Items listed in a dataset:

BEGIN

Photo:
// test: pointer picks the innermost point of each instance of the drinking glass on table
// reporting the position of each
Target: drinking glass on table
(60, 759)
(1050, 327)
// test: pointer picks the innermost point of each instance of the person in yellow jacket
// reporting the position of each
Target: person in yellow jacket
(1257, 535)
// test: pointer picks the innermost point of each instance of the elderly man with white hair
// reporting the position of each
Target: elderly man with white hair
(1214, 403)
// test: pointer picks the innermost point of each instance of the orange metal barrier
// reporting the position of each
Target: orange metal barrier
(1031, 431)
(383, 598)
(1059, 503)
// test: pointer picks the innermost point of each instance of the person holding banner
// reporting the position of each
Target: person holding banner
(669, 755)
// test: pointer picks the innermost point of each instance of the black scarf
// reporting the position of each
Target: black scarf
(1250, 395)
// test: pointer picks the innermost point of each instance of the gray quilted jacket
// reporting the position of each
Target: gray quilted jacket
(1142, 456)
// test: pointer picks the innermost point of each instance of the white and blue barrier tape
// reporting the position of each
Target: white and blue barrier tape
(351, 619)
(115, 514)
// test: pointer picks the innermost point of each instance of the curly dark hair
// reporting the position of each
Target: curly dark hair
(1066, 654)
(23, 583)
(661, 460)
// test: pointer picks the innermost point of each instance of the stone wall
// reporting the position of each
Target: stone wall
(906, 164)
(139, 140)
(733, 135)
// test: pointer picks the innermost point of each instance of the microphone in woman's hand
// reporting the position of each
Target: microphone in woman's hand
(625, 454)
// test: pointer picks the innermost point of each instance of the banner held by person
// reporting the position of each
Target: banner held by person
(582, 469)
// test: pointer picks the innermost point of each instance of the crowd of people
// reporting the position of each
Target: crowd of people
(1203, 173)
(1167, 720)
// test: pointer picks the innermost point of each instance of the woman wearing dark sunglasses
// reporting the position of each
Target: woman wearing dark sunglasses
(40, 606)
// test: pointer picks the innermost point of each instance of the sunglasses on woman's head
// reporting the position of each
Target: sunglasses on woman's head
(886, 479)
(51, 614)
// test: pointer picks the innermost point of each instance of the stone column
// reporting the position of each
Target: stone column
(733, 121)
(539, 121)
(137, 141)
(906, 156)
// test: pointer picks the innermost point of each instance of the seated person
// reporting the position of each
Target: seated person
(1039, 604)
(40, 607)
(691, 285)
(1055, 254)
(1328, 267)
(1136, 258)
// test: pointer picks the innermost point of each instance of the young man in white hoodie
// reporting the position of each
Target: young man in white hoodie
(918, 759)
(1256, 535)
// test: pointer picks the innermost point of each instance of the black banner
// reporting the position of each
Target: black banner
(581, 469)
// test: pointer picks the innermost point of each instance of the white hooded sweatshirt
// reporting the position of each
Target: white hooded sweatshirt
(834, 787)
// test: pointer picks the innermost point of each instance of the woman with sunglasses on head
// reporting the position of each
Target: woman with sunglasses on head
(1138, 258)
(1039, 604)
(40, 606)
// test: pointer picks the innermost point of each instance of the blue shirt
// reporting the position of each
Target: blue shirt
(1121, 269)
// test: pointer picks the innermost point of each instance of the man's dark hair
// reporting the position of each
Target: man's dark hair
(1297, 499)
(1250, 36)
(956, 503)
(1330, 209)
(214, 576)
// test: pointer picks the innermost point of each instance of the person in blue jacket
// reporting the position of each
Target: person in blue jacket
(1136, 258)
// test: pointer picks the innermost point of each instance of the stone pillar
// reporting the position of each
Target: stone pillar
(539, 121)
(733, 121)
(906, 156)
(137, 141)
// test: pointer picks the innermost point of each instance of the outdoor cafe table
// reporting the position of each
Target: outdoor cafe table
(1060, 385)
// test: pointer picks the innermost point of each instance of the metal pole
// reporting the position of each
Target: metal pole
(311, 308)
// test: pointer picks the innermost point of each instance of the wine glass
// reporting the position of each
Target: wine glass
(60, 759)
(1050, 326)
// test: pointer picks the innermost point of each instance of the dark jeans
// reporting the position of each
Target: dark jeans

END

All lines with the word "jeans" need to be copied from the data above.

// test: pointer picks the innermost point of each instance of the dark jeans
Target: dark jeans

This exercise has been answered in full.